§ **Information given**
□ □ □ □ □
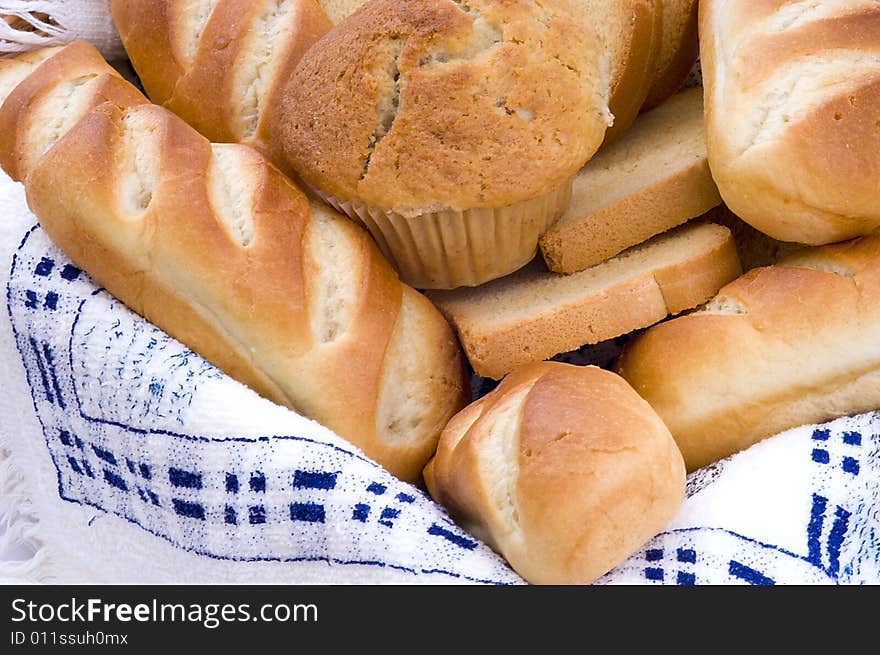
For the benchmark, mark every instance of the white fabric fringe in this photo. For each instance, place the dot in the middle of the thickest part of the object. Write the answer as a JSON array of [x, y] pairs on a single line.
□ □ □ □ □
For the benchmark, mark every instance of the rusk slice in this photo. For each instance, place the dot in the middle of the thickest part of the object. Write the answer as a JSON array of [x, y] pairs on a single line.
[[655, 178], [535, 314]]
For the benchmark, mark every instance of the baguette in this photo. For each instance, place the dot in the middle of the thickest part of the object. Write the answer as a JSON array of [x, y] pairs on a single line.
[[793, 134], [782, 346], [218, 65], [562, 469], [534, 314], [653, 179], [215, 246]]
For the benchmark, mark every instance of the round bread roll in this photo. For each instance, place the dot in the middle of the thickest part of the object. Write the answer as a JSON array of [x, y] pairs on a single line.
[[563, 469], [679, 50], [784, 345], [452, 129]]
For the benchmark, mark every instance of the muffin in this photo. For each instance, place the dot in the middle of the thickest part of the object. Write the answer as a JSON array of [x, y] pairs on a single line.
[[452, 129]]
□ □ □ □ □
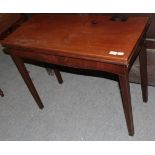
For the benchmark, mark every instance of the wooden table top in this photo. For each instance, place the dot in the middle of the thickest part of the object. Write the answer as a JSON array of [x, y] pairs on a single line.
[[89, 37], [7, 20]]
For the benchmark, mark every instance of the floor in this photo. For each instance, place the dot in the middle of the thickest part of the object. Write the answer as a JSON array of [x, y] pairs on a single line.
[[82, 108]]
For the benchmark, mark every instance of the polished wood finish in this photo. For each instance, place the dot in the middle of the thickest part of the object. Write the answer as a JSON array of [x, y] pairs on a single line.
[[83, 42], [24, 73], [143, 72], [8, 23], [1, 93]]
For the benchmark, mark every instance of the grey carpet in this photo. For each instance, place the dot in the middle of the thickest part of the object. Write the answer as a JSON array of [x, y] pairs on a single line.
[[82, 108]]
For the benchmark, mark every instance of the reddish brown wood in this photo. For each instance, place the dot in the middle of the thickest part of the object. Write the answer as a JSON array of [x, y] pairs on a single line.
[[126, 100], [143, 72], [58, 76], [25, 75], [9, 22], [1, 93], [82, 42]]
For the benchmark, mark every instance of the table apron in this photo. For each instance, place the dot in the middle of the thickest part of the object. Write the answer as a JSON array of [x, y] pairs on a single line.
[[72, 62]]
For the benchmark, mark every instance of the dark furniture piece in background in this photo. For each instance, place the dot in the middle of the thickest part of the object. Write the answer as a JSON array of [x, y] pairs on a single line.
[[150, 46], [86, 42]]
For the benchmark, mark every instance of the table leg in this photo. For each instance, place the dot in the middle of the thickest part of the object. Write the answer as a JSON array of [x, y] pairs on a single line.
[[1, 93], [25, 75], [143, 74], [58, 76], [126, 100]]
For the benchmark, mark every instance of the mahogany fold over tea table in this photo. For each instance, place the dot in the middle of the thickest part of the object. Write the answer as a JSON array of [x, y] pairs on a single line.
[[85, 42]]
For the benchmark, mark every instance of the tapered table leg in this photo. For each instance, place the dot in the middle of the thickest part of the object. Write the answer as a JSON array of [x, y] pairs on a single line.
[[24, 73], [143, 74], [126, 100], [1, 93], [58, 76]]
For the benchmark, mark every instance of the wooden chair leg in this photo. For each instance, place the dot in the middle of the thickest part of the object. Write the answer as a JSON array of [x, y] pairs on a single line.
□ □ □ □ □
§ **Written problem**
Rewrite the records from the line containing "For the benchmark, mark every instance of the mahogany" through the line containing "For the benchmark, mark every instance of the wooden chair", with "thickest part" changed to "widest part" and everything else left as it is.

§ **The output**
For the benchmark, mark every instance of the mahogany fold over tea table in this photo. For each instance, place the dot in the middle of the widest part of the object. Write the answer as a JSON array of [x, y] pairs on a single line.
[[85, 42]]
For the benchmark, mark every instance of the tapered table leg in this photo. For each instance, place the dot in the middle of the widest part of the object. Write the answer as a JSON array of [x, y] pairs on a single line.
[[24, 73], [143, 74], [126, 100], [1, 93], [58, 76]]
For the benchmark, mark every instance of the wooden chair leg in this photo. For each instance, place the dot in the middle of the widest part of the object. Write the answer as a JSON array of [x, y] pairs on a single line.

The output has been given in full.